**Excerpt to read**
—————

24 February 2015

Corn and Beans: A Quilting Adventure

PART THREE: The Three-piece Triangle

The second component of the corn and beans quilt is the three-piece triangle. It is comprised of three two-inch Jacobean triangles and one two-inch green hounds tooth triangle.

To create this triangle, the sewing lines need to be extended.

Trim the excess.

Then pin one of the Jacobean triangles to the corner of the green triangle.

Sew the two triangles together,

then press the triangles open.

Pin and sew another Jacobean triangle to another corner of the green triangle.

Press the triangle open.

Pin and sew the third Jacobean triangle to the base of the green triangle.

Press open the Jacobean triangle.

The completed triangles...so far...


Pieces per triangle: 4
Number of four-piece triangles per finished quilt size: 288 

Number of four-piece triangles completed: 82
Individual pieces cut: Green hounds tooth: 82 of 288

                                        Jacobean triangles: 296 of 990

08 February 2015

Corn and Beans: A Quilting Adventure

PART TWO: The Center Block

The center block is the largest, and consists of four four-inch triangles of two fabrics sewn together to create a eight-inch square.

To create the triangles, I cut out two cardboard patterns, one that is four inches and the other larger to create the seam allowance.

After cutting out the fabric, the next step was extending the outline of the four-inch triangle to create the sewing lines,

and pinning the two triangles together

then sewing them.

—————

**Written exercise**
Please answer these questions from the quilting post above, one line each:
1. What size are the Jacobean triangles used in the three-piece triangle?
2. What size square does the center block form?
3. What did the quilter cut out to make the center block's triangles?

**Dataset rows**

—————

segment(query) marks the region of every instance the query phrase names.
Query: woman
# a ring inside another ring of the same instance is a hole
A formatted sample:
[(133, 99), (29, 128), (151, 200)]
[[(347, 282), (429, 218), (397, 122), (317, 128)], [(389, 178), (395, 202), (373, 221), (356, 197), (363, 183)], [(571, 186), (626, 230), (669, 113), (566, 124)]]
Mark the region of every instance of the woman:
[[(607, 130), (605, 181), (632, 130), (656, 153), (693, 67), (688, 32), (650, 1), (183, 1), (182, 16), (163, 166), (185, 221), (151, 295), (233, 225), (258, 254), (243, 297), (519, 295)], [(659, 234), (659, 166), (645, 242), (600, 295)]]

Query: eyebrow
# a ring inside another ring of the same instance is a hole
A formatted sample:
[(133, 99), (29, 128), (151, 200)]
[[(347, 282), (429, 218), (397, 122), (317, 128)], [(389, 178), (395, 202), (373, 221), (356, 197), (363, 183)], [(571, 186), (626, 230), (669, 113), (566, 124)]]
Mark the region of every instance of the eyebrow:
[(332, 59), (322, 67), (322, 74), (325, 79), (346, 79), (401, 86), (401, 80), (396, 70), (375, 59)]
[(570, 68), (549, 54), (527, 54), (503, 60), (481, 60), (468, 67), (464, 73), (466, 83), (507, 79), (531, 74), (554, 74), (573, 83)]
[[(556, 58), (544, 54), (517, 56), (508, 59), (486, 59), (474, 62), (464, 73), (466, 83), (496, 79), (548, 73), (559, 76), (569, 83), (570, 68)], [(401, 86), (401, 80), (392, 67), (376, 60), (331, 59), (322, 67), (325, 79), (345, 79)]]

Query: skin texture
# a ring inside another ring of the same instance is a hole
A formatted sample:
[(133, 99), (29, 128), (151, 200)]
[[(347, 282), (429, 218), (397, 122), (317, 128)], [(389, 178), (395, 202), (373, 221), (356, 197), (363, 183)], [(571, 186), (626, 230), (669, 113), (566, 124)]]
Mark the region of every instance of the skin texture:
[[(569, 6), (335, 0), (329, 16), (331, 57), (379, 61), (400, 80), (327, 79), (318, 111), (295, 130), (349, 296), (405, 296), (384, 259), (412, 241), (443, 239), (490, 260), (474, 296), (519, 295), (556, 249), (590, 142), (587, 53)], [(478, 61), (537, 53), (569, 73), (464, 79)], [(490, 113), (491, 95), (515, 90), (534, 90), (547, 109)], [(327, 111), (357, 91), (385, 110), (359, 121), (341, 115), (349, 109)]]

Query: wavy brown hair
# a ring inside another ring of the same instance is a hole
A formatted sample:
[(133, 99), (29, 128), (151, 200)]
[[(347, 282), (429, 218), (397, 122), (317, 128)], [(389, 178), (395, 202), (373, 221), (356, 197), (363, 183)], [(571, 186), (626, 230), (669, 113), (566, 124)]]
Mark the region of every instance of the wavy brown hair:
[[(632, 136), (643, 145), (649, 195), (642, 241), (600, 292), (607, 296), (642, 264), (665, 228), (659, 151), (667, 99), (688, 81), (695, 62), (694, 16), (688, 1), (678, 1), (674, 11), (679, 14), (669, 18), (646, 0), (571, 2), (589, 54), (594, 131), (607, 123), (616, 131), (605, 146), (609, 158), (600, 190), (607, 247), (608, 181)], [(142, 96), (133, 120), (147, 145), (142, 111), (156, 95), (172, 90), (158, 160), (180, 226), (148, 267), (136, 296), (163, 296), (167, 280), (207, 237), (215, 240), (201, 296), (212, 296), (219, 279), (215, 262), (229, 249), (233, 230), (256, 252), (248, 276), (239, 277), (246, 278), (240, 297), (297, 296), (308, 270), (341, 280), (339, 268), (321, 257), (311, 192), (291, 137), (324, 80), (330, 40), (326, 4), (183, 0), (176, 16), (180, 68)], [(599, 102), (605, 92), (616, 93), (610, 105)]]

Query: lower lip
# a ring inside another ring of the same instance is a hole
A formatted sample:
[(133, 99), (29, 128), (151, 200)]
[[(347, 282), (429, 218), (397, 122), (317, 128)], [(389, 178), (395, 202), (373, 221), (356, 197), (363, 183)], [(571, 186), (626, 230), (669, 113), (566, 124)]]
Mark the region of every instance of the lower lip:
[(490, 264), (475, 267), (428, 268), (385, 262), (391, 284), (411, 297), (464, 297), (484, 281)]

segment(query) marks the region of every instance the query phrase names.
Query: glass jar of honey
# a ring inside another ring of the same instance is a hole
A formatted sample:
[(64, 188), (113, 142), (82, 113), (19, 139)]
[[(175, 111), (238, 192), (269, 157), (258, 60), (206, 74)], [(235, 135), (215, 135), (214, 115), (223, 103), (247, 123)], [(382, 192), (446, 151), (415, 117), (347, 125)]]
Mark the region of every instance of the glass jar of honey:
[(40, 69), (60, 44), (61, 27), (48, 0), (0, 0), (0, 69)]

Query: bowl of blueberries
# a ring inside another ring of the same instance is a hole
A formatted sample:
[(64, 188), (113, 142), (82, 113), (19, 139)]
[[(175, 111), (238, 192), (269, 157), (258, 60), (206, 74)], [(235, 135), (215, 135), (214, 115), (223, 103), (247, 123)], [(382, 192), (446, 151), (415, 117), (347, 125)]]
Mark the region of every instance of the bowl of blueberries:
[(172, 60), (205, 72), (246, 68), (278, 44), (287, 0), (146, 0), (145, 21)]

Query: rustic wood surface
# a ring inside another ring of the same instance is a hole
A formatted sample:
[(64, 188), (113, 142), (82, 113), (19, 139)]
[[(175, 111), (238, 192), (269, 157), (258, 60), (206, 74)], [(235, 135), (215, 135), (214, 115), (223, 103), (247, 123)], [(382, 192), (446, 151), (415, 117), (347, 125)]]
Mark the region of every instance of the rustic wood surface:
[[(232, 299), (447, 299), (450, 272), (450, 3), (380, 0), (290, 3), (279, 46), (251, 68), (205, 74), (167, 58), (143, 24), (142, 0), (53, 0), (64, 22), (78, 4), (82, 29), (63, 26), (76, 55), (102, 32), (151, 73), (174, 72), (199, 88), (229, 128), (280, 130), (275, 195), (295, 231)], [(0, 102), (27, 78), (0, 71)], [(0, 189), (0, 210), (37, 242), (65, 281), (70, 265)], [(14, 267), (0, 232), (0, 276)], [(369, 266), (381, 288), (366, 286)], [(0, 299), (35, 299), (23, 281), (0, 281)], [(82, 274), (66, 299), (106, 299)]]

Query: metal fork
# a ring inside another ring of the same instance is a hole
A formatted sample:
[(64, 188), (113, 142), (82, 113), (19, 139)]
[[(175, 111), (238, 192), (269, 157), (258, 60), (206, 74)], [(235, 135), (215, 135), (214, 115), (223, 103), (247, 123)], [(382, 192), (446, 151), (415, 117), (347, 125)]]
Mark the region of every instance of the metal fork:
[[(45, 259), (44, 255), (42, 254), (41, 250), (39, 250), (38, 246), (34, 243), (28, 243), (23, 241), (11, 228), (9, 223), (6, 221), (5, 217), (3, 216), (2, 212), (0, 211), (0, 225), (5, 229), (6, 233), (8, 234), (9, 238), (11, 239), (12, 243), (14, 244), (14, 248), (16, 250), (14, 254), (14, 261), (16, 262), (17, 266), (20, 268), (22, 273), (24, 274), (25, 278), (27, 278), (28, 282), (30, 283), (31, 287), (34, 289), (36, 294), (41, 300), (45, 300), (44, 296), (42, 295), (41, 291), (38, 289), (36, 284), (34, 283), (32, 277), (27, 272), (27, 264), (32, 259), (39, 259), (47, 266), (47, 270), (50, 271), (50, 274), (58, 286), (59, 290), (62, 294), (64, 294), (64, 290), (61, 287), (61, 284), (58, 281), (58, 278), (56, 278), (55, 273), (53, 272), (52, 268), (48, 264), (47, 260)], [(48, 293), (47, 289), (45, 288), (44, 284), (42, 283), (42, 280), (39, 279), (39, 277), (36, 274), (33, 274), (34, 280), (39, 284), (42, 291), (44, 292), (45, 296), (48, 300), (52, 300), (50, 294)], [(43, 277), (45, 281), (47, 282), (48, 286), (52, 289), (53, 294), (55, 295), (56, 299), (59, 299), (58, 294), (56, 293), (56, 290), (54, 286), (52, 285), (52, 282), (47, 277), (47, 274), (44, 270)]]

—————

**Answer to the task**
1. Two inches.
2. Eight inches.
3. Two cardboard patterns, one four inches and a larger one for the seam allowance.